(Stored data)
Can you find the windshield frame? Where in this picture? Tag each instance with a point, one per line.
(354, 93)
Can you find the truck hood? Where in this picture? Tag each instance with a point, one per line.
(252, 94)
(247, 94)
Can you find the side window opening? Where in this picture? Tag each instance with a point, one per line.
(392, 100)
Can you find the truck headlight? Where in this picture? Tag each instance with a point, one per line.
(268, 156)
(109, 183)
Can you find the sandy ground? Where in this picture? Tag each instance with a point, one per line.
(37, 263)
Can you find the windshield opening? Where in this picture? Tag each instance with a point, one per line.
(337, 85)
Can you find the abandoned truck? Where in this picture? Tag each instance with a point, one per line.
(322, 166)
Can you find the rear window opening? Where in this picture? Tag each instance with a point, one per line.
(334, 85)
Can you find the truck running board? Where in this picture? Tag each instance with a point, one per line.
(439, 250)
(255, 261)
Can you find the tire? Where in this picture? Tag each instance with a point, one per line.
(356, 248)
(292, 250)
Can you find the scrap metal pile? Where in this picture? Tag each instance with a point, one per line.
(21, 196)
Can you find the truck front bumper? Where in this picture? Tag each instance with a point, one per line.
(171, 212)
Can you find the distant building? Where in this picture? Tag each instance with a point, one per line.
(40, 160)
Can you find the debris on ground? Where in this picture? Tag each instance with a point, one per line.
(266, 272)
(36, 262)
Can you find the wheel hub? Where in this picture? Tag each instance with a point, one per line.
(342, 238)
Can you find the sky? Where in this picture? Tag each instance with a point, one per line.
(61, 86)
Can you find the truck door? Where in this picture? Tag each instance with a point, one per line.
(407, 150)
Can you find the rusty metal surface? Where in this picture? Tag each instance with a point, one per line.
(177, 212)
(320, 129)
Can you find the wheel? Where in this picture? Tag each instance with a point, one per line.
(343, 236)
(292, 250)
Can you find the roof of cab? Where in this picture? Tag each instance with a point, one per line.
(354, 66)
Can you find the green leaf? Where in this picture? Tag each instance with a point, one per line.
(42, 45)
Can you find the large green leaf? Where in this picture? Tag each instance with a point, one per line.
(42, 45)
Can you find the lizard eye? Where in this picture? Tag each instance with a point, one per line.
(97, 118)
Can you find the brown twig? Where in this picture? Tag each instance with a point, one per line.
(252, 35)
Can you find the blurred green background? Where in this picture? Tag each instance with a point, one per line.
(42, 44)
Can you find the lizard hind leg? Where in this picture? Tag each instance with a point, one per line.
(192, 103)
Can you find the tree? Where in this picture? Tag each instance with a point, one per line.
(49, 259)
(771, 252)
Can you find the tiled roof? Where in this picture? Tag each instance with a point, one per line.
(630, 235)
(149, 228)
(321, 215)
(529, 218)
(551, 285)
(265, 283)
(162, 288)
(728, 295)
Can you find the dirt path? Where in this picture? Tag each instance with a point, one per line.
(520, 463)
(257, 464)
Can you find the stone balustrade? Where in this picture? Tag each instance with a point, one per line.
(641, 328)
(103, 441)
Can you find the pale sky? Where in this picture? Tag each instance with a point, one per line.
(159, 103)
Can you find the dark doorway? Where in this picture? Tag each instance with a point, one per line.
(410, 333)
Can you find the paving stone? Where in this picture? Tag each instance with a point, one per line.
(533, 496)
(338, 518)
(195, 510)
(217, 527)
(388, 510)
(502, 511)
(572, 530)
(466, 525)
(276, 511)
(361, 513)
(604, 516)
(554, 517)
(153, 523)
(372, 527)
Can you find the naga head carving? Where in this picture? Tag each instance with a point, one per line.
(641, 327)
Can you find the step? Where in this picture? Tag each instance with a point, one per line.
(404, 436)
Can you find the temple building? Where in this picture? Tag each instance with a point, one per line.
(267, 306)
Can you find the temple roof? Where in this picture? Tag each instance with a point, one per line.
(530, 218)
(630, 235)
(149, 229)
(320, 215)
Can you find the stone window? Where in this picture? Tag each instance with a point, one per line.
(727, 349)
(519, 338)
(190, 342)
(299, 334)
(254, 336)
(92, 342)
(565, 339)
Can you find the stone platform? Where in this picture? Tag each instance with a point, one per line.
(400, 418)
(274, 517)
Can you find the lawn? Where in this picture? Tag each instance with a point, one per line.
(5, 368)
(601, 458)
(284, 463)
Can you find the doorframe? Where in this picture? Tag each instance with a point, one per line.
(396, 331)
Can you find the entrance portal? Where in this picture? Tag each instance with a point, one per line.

■ Task goal
Above are some records; extract every one of them exactly.

■ Response for this exercise
Can you find the windshield frame? Where in this picture? Tag each instance with a point, one per line.
(354, 93)
Can you find the truck hood? Where in this picture? Tag each instance with a point, one per line.
(252, 94)
(247, 94)
Can you find the side window opening? Where in this picture? Tag each instance with a point, one per line.
(392, 100)
Can you find the truck headlight? Where in this picture? Tag each instance with a point, one per line.
(268, 156)
(109, 183)
Can you find the sandy ground? Where in this picture? Tag each instance with a point, one per line.
(37, 263)
Can you find the windshield opening? Where in this picture? Tag each instance with a point, one per line.
(337, 85)
Can you find the abandoned truck? Where in this picture? Tag each instance with a point, one per line.
(322, 166)
Can you find the rear window opening? Where in this picture? Tag each instance with a point, one per line.
(334, 85)
Can you find the truck running board? Where in this picture? Tag each instance with a point, one per line.
(439, 250)
(255, 261)
Can you find the tire? Where in this picture? Tag each instance with a point, one per line.
(356, 248)
(292, 250)
Can you find the scrap metal pile? Where in this picture? Tag each instance with a point, one per line.
(21, 196)
Can you find the truck front bumper? Where in this picture? Tag each instance with a point, one per line.
(171, 212)
Can you find the distant building? Where in this picture? Tag each instance with a point, one per line.
(40, 160)
Can you find the debris on ground? Where in this picture? Tag each instance with a point, one per line.
(266, 272)
(36, 262)
Can you find the wheel hub? Where in this picture? Tag each instance with a point, one per line.
(342, 238)
Can you find the sky? Where in this picture? Tag each instance with a point, one per line.
(61, 86)
Can you find the truck door? Where in this picture? Tag each instance with a point, one per line.
(407, 150)
Can you find the rusty metal surface? Where in this picture? Tag each instance with a point, one per line.
(177, 212)
(320, 129)
Can you find the wheel? Where in this picture? Tag each instance with a point, one per line.
(343, 236)
(292, 250)
Can you find the roof of cab? Where in this picture? Tag each instance with a point, one per line.
(354, 66)
Can you find the green leaf? Where in this picture? Tag each instance with a point, one per line.
(42, 45)
Can you find the large green leaf? Where in this picture? Tag each instance with a point, one per line.
(42, 45)
Can you find the lizard eye? Where in this picture? Tag each instance with a point, one per line.
(97, 118)
Can you find the brown twig? Where in this picture? Tag each instance with a point, one per line.
(252, 35)
Can you find the blurred green background? Where in this picture? Tag each instance with a point, one per line.
(42, 44)
Can you find the lizard hind leg? Where in this picture? Tag each instance with a point, one per line.
(192, 103)
Can you find the tree? Where in this picture? Tag each instance with a point, one per line.
(49, 259)
(771, 252)
Can you find the tiled roof? Where in this picture? Tag each instance with a point, one per line.
(630, 235)
(149, 228)
(321, 215)
(529, 218)
(551, 285)
(265, 283)
(162, 288)
(728, 295)
Can you find the dirt path? Where in this picture? Tag each instance with a point, one per line.
(520, 463)
(257, 464)
Can you find the stone balustrade? Where in this picture? Tag each instance with a point, one per line.
(641, 328)
(103, 441)
Can you find the pale sky? Where in this picture? Tag each instance with a point, one per line.
(159, 103)
Can you find the dark doorway? Where in this picture? Tag each instance with a point, one per line.
(410, 333)
Can you find the paving stone? Where in this picture? Tag each instance with a point, one per line.
(533, 496)
(338, 518)
(195, 510)
(217, 527)
(388, 510)
(502, 511)
(572, 530)
(466, 525)
(276, 511)
(361, 513)
(604, 516)
(554, 517)
(153, 523)
(372, 527)
Can you find the naga head carving? Where in this picture? Tag each instance with a point, one per line.
(641, 327)
Can you find the step? Where in this picture? Tag each instance with a point, one per line.
(404, 436)
Can you find the temple building? Where in this picture? Tag each instance with a point, one per line.
(267, 306)
Can you find the temple roof? Where in this picture? Tag each instance with a point, one per line.
(530, 218)
(630, 235)
(149, 229)
(320, 215)
Can you find the stone window? Where in this picture? Tag each instance with a point, one per line.
(727, 349)
(519, 338)
(190, 342)
(299, 334)
(254, 336)
(92, 342)
(565, 339)
Can you find the stone platform? Where in this picture? Tag each instance with a point, one per line.
(400, 418)
(274, 517)
Can you find the lawn? Where in this picture? Tag each instance with a point, one per line.
(5, 368)
(601, 458)
(284, 463)
Can you find the doorframe? Where in this picture? Tag each instance with a point, one per line.
(396, 331)
Can you find the entrance portal? Where in this picture? Tag each instance with a point, one per line.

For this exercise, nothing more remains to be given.